→ What is expected
Lines that contain the string "below" are the ones to list; copy all of them from the records.
◆ ◆ ◆ ◆ ◆
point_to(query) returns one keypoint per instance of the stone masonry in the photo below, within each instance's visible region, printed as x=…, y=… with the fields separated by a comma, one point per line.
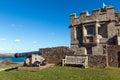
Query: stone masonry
x=91, y=33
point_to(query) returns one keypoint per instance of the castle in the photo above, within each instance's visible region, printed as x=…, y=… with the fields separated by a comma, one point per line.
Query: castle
x=90, y=34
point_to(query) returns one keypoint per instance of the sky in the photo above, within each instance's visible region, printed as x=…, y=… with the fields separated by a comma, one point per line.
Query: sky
x=27, y=25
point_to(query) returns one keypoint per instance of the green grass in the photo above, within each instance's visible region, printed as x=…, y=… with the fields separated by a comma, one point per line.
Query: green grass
x=63, y=73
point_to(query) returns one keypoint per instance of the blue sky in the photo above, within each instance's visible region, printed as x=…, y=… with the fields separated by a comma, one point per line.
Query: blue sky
x=27, y=25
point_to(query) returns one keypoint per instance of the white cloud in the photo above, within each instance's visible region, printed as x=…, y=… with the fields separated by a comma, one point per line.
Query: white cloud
x=2, y=49
x=17, y=40
x=34, y=42
x=12, y=25
x=3, y=39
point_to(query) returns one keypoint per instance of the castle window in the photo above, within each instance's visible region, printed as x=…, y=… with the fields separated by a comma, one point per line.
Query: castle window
x=90, y=31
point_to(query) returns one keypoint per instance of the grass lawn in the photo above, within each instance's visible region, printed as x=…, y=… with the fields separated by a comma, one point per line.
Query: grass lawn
x=63, y=73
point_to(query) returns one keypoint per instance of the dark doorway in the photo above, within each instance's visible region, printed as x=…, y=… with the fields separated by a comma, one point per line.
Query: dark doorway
x=118, y=59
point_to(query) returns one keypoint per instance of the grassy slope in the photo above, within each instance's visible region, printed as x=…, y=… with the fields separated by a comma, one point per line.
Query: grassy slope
x=63, y=73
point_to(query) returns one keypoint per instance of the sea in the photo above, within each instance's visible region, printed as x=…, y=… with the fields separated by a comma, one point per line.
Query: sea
x=21, y=59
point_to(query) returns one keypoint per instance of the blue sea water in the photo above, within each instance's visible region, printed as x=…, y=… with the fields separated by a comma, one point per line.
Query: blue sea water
x=21, y=59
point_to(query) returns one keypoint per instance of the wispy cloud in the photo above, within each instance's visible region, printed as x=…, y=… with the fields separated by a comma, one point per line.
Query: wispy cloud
x=2, y=49
x=34, y=42
x=16, y=40
x=3, y=39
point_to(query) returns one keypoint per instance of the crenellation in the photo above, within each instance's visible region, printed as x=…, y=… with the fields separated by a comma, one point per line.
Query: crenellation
x=92, y=32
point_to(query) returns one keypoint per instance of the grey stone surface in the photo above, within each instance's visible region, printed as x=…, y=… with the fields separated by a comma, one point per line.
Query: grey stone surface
x=93, y=31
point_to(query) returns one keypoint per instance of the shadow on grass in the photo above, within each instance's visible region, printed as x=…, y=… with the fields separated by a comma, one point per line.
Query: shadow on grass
x=11, y=69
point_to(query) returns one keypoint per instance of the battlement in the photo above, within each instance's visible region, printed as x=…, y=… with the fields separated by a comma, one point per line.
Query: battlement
x=106, y=13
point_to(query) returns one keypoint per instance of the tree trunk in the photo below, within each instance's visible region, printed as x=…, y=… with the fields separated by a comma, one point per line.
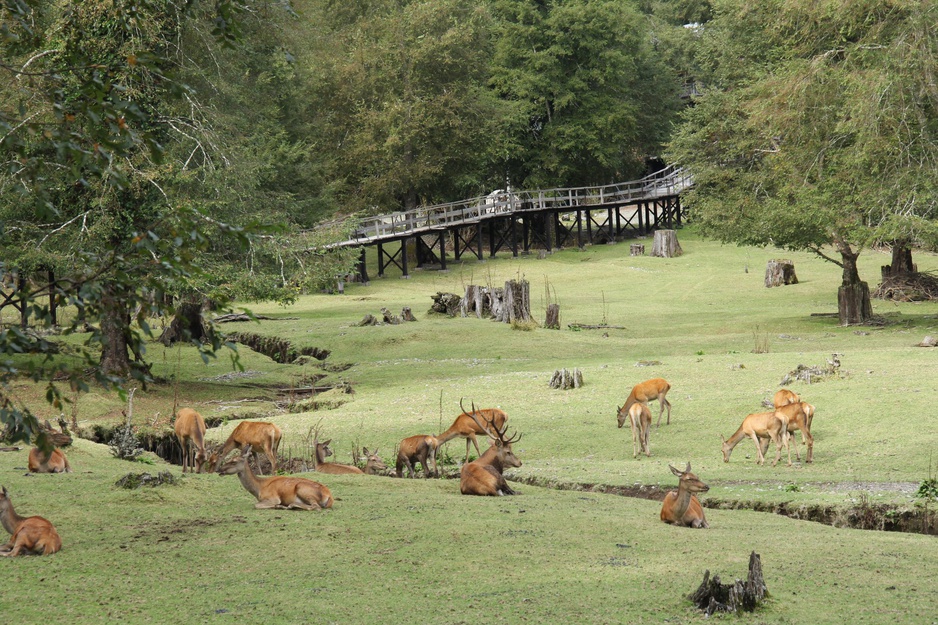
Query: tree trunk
x=853, y=297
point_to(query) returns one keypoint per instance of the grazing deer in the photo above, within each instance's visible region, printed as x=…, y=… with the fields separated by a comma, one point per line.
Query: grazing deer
x=639, y=417
x=772, y=425
x=656, y=388
x=254, y=434
x=798, y=416
x=52, y=462
x=468, y=426
x=413, y=449
x=29, y=534
x=279, y=491
x=682, y=507
x=484, y=476
x=190, y=428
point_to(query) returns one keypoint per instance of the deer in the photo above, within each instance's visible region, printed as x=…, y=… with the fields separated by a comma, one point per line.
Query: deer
x=413, y=449
x=468, y=426
x=190, y=428
x=656, y=388
x=298, y=493
x=772, y=425
x=484, y=475
x=639, y=417
x=30, y=535
x=798, y=415
x=254, y=434
x=51, y=462
x=681, y=507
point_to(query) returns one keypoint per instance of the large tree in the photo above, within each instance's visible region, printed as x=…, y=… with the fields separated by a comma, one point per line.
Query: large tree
x=818, y=129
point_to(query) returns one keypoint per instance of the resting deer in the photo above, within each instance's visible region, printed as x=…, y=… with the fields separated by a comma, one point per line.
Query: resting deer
x=254, y=434
x=29, y=535
x=682, y=507
x=52, y=462
x=279, y=491
x=190, y=428
x=772, y=425
x=484, y=476
x=468, y=426
x=639, y=417
x=413, y=449
x=656, y=388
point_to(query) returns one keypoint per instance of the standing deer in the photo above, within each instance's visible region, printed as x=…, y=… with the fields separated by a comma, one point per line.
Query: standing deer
x=772, y=425
x=279, y=491
x=656, y=388
x=682, y=507
x=52, y=462
x=254, y=434
x=484, y=475
x=413, y=449
x=190, y=428
x=467, y=426
x=639, y=417
x=29, y=534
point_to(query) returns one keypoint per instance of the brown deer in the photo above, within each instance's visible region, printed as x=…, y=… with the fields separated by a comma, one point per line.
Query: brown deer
x=190, y=428
x=413, y=449
x=279, y=491
x=52, y=462
x=639, y=417
x=682, y=507
x=484, y=476
x=29, y=534
x=656, y=388
x=256, y=434
x=772, y=425
x=468, y=426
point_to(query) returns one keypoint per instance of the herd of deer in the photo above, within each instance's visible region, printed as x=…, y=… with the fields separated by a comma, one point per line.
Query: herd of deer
x=483, y=476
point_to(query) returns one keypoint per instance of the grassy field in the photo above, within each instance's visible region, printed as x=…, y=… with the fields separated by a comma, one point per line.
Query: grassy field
x=402, y=550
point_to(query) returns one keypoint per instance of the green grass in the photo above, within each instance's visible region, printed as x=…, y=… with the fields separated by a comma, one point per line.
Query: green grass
x=401, y=550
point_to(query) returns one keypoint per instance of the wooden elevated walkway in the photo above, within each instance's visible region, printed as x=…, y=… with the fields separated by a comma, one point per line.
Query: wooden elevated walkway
x=519, y=220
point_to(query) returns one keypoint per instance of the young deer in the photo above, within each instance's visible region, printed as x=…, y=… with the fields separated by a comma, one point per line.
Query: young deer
x=484, y=476
x=280, y=491
x=53, y=462
x=467, y=426
x=639, y=417
x=413, y=449
x=29, y=534
x=190, y=428
x=682, y=507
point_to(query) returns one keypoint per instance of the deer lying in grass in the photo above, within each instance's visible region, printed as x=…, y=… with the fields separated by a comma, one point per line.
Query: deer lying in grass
x=279, y=491
x=190, y=428
x=772, y=425
x=29, y=534
x=656, y=388
x=468, y=426
x=484, y=476
x=53, y=462
x=682, y=507
x=413, y=449
x=639, y=417
x=253, y=434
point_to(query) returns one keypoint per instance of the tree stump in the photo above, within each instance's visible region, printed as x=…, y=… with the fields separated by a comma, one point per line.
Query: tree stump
x=666, y=245
x=779, y=272
x=552, y=321
x=565, y=380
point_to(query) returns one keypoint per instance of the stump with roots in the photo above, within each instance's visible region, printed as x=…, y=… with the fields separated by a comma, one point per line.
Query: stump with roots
x=779, y=272
x=713, y=596
x=565, y=379
x=666, y=245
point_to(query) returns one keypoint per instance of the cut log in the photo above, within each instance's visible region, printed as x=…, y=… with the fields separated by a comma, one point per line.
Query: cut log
x=779, y=272
x=666, y=245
◆ ◆ ◆ ◆ ◆
→ Task solution
point_to(query) returns one keypoint per instance of the stone masonry in the photo below, within each instance's visible region, printed as x=…, y=… with the fields separated by a comma, one point per line.
point_to(query) returns one keypoint per instance of the tree trunk in the photo below, within each instance's visible region, printed as x=…, y=… with the fields separated by a comma, one point per line.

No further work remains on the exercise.